> _Short problem_
Print each of the rows below word for word, in the same order.

> _Supplied information_

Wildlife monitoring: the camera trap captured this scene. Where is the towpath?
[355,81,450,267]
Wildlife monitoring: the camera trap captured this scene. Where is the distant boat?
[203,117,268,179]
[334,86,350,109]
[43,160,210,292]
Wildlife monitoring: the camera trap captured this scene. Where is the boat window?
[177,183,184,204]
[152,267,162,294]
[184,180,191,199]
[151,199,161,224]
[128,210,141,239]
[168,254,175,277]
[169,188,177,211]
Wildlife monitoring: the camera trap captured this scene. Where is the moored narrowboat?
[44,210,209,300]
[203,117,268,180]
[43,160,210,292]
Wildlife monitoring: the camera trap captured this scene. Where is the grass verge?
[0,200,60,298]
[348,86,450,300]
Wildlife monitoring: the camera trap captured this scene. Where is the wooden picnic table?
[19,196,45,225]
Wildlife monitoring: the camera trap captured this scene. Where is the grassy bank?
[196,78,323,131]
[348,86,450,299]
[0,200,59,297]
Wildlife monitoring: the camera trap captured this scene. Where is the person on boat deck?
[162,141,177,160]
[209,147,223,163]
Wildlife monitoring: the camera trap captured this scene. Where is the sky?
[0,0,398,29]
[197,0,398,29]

> _Written solution_
Wildlife monitoring: the camera trap captured this scene. Where is the towpath?
[355,81,450,267]
Wildlife monitoring: the camera trap captured this scene. Where is the distant boat?
[203,117,268,179]
[334,86,350,109]
[43,160,210,292]
Wildlife monitoring: the camera trap captured this scene. Where is the boat window?
[177,183,184,204]
[152,267,162,294]
[184,180,191,199]
[151,199,161,224]
[128,210,141,239]
[168,254,175,277]
[169,188,177,211]
Wildlife monitoring: the camera trap captured this scene. Where is the moored narrowboat?
[44,210,209,300]
[203,117,268,180]
[43,160,210,292]
Wildlife monitoring: the camera trap captured this scene. Where is the grass verge?
[0,200,60,298]
[348,86,450,300]
Wildlife monitoring: the camera trap captured this scene. Where is the wooden picnic table?
[19,196,45,225]
Wildlife monitoring: the camera trap captured this scene. Where is the grassy bank?
[196,78,323,131]
[348,86,450,299]
[0,200,59,297]
Wildlife monitoring: the camera trap captured this scene. Where is the person on boat deck?
[162,141,177,160]
[209,147,223,163]
Wildlife monitoring: the camera trap captured this scene. Where is the sky?
[0,0,398,29]
[197,0,398,29]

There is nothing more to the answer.